INSTRUCTION: Reproduce, word for word, the part of the records below that opens with the line containing "Where can the hood be found here?" and closes with the line containing "[[460, 229]]".

MATERIAL FOR THIS TASK:

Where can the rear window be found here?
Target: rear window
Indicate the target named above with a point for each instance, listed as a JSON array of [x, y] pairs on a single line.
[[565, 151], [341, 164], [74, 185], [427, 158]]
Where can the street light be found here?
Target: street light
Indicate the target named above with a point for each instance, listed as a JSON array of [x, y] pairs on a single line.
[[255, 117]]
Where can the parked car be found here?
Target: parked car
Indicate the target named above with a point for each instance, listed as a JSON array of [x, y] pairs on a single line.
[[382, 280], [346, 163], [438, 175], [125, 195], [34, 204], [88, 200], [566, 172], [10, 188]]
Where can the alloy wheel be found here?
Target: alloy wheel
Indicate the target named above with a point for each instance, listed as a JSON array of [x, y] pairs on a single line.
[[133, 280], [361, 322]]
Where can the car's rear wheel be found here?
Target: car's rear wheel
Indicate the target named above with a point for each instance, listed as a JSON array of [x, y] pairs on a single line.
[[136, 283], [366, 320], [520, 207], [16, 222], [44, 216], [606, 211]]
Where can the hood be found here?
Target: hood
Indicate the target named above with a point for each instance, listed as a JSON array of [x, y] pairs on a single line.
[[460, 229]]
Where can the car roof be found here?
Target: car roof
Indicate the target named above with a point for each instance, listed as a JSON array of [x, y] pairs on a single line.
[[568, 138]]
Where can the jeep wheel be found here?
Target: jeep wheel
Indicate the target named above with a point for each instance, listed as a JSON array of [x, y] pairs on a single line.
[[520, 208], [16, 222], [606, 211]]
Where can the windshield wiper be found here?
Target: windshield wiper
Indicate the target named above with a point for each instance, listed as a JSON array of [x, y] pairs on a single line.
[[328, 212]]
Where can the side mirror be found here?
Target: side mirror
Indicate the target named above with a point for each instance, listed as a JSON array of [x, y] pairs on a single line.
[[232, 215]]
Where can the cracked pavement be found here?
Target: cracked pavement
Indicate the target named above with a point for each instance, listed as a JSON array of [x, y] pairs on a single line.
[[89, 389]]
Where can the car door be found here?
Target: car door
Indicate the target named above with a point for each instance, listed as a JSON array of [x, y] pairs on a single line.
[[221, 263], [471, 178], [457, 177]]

CORRECT ANSWER:
Where can the hood be found here?
Target: hood
Indicate the target named above with a point for each instance, listed as a JSON array of [x, y] pairs on a single line.
[[460, 229]]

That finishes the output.